## Aufgabe a
Greifen Sie aus den unten stehenden Einträgen jede Zeile heraus, welche die Zeichenfolge "street" enthält, und geben Sie diese Zeilen wortgetreu wieder. Achten Sie dabei auf Groß- und Kleinschreibung.

## Lesetext
##############################
"LU 6.2 werden wir als Kommunikationsarchitektur in allen unseren Produkten einführen"

18.09.1987

Mit Ulf Bohla, Direktor und Leiter Marktsegment Telekommunikation und Komplexe Systeme der IBM Deutschland GmbH, sprachen Helga Biesel und Claudia Marwede-Dengg

- Das Stichwort "Connectivity" wird seit einem Jahr immer weiter bei IBM in den Vordergrund "gespielt". Wie sieht denn nun die mittelfristige strategische Ausrichtung der IBM in Sachen "Connectivity" aus - und zwar zum einen bezogen auf die eigenen Architekturen und zum anderen auf heterogene Systeme - , mit der der Anwender rechnen kann?

Sie wissen, daß Connectivity ein strategischer Aspekt in einem Netzwerk ist, den man realisieren muß, um in großen, heterogenen Netzwerken Verbindungen herzustellen von jedem zu jedem. Andere Bereiche sind sicher: Umsetzung, und, ich glaube, das Wichtigste ü b e r einem Netzwerk, die Netzwerksteuerung. Wenn ich zurückgehe auf Connectivity, und Sie als Ziel akzeptieren, daß wirklich jeder mit jedem reden kann, dann rechnen wir damit, daß wirklich jede Datenstation, ob angeschlossen an einem lokalen Netzwerk, an einer Nebenstellenanlage, an einem Abteilungsrechner, an einem Hostrechner, mit jeder anderen Verbindung aufnehmen kann. Damit kann eigentlich der Anwender fest rechnen.

- Nun ist ja Verbindung nicht gleichzusetzen mit Kommunikation ...

Richtig, aber auf allen Kommunikationsebenen bis hin zur Ebene 7 muß die Verbindung hergestellt wer den, damit ein Anwender mit einem Programm oder ein Programm mit einem Programm kommunizieren kann. Auch das ist in der strategischen Ausrichtung akzeptiert und geplant.

- Wie nun, um auf Produkte zu kommen, konkretisiert sich diese Strategie innerhalb der lBM-eigenen Architekturen?

Wenn wir gleich auf die Ebene gehen, wo Anwendung sich mit Anwendung unterhalten kann, da haben wir die LU 6.2. Die werden wir als Kommunikationsarchitektur in allen unseren Produkten einführen.

- Kann man da bereits einen zeitlichen Rahmen abstecken?

Den kann man abstecken in Kenntnis der Vergangenheit. Schauen Sie sich SNA an, die Basisstruktur unserer Kommunikationsstrategie. Systems Network Architecture ist 1974 angekündigt worden. Damals begannen wir zu ordnen, wie e i n Terminal sich mit e i n e m Rechner unterhalten kann, und damals haben wenige daran gedacht, daß diese Architektur einmal ausgeweitet werden muß im Hinblick auf Rechner unterschiedlicher Hersteller. Wenn Sie den SNA-Weg verfolgen und einfach extrapolieren, dann können Sie daraus schließen, wie diese Architektur ausgeweitet wird. Damals haben wir uns entschieden, die strategische Ausrichtung zu veröffentlichen, und wenn Sie die Produkt-Ankündigungen verfolgen, die entlang dieser Ausrichtung veröffentlicht worden sind, dann, glaube ich, bildet sich ein Mosaik, welches so weiterwachsen wird.
##############################
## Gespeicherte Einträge

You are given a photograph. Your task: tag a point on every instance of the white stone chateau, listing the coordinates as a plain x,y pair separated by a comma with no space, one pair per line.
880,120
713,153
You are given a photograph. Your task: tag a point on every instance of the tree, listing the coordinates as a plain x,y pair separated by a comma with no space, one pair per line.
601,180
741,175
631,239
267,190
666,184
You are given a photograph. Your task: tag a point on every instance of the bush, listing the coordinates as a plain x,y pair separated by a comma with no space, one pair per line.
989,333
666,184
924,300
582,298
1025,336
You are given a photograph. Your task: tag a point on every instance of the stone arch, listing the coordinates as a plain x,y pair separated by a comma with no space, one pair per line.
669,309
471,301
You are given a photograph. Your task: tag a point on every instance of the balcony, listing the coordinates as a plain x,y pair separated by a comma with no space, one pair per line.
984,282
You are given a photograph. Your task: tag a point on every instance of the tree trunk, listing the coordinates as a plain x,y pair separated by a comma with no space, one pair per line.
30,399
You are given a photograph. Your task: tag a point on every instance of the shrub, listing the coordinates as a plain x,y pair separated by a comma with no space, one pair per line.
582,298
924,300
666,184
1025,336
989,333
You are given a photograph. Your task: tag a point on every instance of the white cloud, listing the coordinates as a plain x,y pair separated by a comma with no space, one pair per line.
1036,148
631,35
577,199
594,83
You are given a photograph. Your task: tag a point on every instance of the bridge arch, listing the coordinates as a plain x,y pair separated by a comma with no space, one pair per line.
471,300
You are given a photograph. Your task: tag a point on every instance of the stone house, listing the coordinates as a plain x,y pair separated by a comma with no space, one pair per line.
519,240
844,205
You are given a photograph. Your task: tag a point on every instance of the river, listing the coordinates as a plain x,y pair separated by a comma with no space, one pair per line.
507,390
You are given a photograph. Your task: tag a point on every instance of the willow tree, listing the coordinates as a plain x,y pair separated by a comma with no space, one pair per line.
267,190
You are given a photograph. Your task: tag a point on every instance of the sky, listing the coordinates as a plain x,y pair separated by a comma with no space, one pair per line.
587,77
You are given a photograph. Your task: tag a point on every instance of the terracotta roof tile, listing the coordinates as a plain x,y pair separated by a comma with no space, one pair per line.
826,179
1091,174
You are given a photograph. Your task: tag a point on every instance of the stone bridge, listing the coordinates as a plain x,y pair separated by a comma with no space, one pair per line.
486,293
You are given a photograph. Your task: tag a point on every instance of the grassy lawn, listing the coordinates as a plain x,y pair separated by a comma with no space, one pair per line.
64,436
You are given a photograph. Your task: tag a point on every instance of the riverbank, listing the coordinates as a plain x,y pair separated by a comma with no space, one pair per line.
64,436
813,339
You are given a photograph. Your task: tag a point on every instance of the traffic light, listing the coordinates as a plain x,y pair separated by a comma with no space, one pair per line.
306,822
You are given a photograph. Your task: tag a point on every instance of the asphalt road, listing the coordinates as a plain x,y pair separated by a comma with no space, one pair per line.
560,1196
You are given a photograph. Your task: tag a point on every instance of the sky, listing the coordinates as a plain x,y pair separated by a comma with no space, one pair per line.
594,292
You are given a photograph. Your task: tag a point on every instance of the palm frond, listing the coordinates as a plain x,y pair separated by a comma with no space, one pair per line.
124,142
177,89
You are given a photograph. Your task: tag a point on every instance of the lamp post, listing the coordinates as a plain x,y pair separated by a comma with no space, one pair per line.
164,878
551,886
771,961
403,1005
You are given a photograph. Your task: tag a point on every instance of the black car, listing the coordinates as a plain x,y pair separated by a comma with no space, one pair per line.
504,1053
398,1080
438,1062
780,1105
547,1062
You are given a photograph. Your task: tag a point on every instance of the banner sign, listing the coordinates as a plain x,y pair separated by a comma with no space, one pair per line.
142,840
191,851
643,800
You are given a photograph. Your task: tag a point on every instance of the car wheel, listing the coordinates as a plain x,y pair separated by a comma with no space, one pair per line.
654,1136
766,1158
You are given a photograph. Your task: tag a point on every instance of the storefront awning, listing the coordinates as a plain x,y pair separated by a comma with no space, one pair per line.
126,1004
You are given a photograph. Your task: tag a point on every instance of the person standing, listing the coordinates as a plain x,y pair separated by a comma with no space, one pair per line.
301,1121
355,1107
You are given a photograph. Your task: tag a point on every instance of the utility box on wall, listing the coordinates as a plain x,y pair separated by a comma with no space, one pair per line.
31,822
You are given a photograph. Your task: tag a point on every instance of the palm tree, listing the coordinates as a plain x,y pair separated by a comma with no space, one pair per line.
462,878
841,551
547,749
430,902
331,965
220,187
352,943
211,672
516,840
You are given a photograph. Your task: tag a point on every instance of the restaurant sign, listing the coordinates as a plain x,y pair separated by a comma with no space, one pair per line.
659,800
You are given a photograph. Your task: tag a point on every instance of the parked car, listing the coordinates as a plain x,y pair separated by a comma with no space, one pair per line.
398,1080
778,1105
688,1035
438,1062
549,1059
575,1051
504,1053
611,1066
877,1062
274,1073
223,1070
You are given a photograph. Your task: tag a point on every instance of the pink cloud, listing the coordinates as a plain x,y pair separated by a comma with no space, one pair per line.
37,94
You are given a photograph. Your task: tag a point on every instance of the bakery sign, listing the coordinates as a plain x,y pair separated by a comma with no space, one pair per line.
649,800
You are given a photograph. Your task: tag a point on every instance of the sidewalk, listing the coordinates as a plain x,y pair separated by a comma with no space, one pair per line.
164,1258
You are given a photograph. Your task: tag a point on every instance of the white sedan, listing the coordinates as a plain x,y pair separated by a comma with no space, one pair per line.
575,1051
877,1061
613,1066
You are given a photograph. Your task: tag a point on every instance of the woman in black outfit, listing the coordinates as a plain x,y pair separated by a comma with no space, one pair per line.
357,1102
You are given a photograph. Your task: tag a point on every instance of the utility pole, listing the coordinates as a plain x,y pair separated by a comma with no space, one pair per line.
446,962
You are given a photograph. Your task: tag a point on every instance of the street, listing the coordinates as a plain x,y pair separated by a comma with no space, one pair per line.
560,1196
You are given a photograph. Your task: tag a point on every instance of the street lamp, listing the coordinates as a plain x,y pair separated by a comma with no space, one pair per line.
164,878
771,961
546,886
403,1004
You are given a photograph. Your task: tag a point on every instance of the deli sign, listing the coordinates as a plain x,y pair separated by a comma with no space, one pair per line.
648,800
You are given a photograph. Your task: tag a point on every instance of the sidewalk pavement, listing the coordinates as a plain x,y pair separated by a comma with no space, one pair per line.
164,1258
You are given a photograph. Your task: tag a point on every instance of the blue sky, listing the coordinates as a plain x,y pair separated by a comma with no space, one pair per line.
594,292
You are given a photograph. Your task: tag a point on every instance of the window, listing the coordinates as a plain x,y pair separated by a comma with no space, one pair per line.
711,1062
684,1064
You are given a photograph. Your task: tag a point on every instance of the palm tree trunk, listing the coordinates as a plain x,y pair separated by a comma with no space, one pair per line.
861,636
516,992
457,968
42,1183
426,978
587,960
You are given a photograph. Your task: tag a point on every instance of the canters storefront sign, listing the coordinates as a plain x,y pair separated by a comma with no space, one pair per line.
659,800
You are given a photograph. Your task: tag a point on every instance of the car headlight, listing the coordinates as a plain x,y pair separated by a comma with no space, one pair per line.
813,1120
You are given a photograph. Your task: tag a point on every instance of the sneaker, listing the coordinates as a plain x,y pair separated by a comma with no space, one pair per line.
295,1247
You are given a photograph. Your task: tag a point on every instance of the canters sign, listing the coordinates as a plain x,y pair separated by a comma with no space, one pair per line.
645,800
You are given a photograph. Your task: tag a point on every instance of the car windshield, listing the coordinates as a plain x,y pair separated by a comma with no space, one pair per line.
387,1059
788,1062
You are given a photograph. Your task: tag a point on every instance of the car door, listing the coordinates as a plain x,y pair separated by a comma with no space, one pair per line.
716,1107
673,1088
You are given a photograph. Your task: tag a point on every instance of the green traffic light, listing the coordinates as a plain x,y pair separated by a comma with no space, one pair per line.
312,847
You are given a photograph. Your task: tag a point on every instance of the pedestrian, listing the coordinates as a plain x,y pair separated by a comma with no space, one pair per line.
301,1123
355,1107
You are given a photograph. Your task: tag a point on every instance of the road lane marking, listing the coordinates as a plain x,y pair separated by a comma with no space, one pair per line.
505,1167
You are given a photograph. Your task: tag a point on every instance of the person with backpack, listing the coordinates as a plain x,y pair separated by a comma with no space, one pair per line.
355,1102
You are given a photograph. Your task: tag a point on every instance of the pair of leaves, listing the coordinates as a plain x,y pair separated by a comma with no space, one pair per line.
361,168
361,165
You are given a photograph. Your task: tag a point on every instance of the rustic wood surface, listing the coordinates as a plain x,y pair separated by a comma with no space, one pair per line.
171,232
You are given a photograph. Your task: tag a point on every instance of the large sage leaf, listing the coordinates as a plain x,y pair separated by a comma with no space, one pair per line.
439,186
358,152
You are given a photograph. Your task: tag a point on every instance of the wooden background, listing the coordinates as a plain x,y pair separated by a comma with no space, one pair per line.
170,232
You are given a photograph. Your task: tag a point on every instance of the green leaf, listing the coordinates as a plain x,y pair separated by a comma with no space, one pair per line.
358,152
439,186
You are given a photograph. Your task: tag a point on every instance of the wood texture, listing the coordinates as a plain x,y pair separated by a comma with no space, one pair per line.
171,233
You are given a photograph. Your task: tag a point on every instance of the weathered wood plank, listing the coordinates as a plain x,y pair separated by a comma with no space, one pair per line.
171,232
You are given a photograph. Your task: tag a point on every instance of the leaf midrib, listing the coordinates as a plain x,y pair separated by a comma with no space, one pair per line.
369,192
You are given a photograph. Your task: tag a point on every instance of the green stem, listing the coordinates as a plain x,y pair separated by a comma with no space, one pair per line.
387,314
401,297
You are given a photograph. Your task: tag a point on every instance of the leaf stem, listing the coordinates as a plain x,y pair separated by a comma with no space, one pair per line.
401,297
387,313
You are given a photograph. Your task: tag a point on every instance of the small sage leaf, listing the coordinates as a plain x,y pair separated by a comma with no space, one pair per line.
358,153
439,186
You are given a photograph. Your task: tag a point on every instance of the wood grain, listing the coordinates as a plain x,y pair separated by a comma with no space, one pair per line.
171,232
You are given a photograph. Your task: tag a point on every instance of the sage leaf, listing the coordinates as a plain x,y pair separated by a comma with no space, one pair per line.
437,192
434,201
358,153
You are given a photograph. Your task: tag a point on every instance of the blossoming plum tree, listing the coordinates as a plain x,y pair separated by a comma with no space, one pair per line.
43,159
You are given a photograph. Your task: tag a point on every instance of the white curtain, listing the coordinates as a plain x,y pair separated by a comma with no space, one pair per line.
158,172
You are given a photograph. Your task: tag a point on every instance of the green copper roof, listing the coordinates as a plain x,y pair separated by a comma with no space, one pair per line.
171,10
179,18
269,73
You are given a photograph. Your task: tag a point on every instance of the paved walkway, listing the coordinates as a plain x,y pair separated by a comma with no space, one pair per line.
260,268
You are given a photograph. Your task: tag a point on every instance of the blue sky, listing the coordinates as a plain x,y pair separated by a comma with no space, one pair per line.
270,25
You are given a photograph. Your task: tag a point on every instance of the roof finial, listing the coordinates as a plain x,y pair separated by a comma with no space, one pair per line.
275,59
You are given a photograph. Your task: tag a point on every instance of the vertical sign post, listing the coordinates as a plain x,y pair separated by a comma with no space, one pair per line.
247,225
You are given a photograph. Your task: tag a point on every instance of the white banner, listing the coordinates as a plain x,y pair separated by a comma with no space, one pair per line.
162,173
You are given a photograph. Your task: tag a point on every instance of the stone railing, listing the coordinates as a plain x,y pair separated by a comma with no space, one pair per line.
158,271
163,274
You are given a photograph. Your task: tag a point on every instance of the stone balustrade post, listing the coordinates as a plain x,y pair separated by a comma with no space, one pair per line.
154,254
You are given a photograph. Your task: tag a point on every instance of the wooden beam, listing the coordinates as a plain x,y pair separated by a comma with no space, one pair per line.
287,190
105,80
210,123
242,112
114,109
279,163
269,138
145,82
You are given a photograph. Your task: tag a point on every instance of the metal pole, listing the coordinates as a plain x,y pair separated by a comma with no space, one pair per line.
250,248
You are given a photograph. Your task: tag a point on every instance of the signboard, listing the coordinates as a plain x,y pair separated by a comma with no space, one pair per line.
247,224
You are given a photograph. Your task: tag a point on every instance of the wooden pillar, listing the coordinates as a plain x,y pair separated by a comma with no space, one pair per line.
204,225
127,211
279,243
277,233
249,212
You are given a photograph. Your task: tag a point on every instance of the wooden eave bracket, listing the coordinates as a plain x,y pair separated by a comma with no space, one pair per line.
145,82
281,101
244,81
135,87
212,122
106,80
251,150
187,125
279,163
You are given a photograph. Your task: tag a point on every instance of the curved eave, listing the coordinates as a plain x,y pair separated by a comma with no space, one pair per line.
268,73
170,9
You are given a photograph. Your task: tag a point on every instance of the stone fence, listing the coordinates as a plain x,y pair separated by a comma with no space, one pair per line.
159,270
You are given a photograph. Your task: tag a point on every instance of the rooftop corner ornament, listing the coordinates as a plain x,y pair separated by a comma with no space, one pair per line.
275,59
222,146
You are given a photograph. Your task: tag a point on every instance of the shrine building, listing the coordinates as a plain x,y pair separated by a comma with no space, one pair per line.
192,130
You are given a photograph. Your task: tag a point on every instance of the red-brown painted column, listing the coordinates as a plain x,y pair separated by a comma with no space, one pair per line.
##############################
## Aufgabe b
Weshalb muss die Verbindung laut dem oben stehenden Interview zu LU 6.2 auf allen Kommunikationsebenen bis hin zur Ebene 7 hergestellt werden? Antworten Sie in ein bis drei Sätzen.

## Erwartete Ausgabe a
You are given a photograph. Your task: tag a point on every instance of the street, listing the coordinates as a plain x,y pair separated by a comma with no space, one pair per line.
You are given a photograph. Your task: tag a point on every instance of the street lamp, listing the coordinates as a plain x,y pair separated by a comma with no space, one pair per line.

## Erwartete Ausgabe b
Die Verbindung muss auf allen Kommunikationsebenen bis hin zur Ebene 7 hergestellt werden, damit ein Anwender mit einem Programm oder ein Programm mit einem Programm kommunizieren kann. Dies ist in der strategischen Ausrichtung akzeptiert und geplant.